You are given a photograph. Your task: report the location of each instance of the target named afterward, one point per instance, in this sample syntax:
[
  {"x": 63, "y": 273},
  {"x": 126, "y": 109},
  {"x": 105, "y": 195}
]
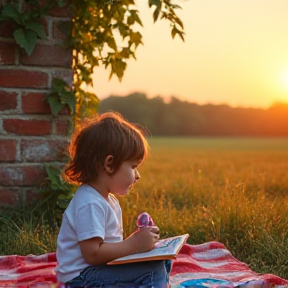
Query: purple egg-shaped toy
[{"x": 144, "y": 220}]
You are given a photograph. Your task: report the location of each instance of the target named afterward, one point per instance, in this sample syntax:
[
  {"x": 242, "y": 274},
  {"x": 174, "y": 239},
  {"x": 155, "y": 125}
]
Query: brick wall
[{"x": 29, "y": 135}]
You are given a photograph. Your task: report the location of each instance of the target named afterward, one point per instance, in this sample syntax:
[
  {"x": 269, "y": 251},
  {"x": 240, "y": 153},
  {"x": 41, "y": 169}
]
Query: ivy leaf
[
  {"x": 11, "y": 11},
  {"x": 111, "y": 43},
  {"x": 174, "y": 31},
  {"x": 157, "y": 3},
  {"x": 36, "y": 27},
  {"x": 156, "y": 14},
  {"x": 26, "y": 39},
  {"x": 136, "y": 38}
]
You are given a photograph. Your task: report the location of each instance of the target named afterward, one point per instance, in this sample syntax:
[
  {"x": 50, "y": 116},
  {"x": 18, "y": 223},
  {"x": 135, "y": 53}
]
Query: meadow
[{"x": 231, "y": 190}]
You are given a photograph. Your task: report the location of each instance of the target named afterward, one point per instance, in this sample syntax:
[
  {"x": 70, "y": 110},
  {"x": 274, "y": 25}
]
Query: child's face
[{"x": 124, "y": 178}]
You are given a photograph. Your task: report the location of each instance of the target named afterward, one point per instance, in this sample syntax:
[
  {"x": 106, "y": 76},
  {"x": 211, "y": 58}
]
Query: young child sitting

SHORT EXERCISE | Make an exact reproduction of the listing above, without any pictures.

THE OUTPUT |
You are given a photograph. Your task: report the location of each instance of the target named afterward, one point per instance, in this sample syntax:
[
  {"x": 63, "y": 273},
  {"x": 126, "y": 109},
  {"x": 105, "y": 195}
]
Query: purple egg-shaped toy
[{"x": 144, "y": 220}]
You are given a photograph. Your task: report the location of each instance of the target named afterward, one point per instance, in this sample syntax:
[
  {"x": 242, "y": 274},
  {"x": 174, "y": 239},
  {"x": 155, "y": 125}
]
Query: brick wall
[{"x": 29, "y": 135}]
You are given a photograph. Your task: report the location of each instance of the target named afterward, one point per instance, in this sample syntax:
[
  {"x": 269, "y": 251},
  {"x": 240, "y": 153},
  {"x": 41, "y": 169}
]
Query: ivy leaf
[
  {"x": 11, "y": 11},
  {"x": 111, "y": 43},
  {"x": 174, "y": 31},
  {"x": 157, "y": 3},
  {"x": 36, "y": 27},
  {"x": 156, "y": 14},
  {"x": 26, "y": 39},
  {"x": 136, "y": 38}
]
You are given a photograph. Your task: report the location of each instance of the target named afterward, one point per instance, in this sample syntax:
[
  {"x": 50, "y": 116},
  {"x": 18, "y": 223},
  {"x": 135, "y": 53}
]
Query: meadow
[{"x": 231, "y": 190}]
You are given a photograph. Your task: report the location of each instance of the target named afterward, one point per instance, in this sample syntax:
[
  {"x": 70, "y": 110},
  {"x": 274, "y": 25}
]
Query: child's face
[{"x": 124, "y": 178}]
You are given a photograph. Your task: report the location of each instance of the target named afterward, one point per instance, in this sample syntax:
[
  {"x": 106, "y": 76},
  {"x": 211, "y": 58}
]
Query: young child sitting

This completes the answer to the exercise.